**The records**

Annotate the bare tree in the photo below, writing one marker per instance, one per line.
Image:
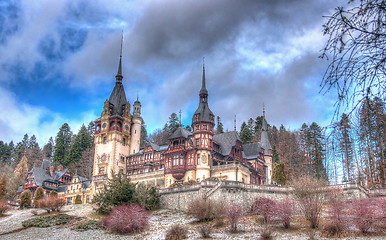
(356, 47)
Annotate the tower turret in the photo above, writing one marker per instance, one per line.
(266, 145)
(136, 127)
(203, 131)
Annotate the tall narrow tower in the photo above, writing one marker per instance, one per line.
(112, 134)
(136, 127)
(266, 145)
(203, 131)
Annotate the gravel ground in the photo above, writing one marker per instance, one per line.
(159, 222)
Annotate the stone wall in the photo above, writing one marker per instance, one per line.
(232, 191)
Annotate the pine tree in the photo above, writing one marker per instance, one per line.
(345, 147)
(220, 127)
(39, 194)
(3, 186)
(48, 149)
(62, 144)
(245, 134)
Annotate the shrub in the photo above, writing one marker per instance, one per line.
(362, 214)
(265, 207)
(337, 214)
(202, 209)
(310, 196)
(39, 194)
(78, 199)
(266, 233)
(148, 197)
(126, 219)
(4, 207)
(52, 203)
(190, 182)
(205, 230)
(283, 211)
(176, 232)
(53, 194)
(118, 191)
(234, 213)
(25, 199)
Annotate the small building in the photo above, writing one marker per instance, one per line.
(77, 186)
(47, 178)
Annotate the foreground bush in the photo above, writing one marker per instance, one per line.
(265, 207)
(309, 194)
(126, 219)
(121, 191)
(205, 210)
(25, 199)
(234, 212)
(337, 218)
(52, 203)
(176, 232)
(4, 207)
(39, 194)
(283, 212)
(363, 214)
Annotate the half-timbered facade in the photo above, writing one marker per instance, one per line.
(202, 154)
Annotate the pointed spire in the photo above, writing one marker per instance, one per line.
(119, 76)
(203, 92)
(180, 119)
(235, 124)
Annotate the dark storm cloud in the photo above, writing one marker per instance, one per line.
(175, 34)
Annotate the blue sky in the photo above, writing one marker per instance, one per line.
(58, 61)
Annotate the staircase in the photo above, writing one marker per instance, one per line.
(210, 192)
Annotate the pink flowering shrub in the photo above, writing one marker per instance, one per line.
(126, 219)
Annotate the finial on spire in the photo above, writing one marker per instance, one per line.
(235, 123)
(263, 110)
(180, 119)
(119, 76)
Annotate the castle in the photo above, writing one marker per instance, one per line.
(190, 156)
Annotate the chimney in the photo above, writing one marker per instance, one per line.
(60, 168)
(51, 171)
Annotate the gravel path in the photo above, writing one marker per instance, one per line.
(159, 222)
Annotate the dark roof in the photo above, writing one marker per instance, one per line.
(45, 164)
(180, 132)
(251, 150)
(204, 112)
(264, 137)
(118, 99)
(226, 141)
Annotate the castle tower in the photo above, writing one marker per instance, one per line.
(203, 131)
(266, 145)
(136, 127)
(112, 134)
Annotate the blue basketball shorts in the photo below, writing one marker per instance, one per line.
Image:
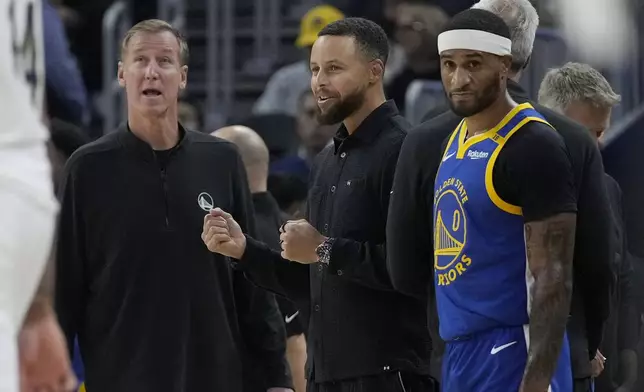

**Task objective**
List each row above that contains the string "dark", matching case exactly.

**Full output**
Annotate the dark storm cloud in the photo above, writing one marker per instance, one per line.
Annotate the dark roof in the photo above, writing one marker per instance, one per line.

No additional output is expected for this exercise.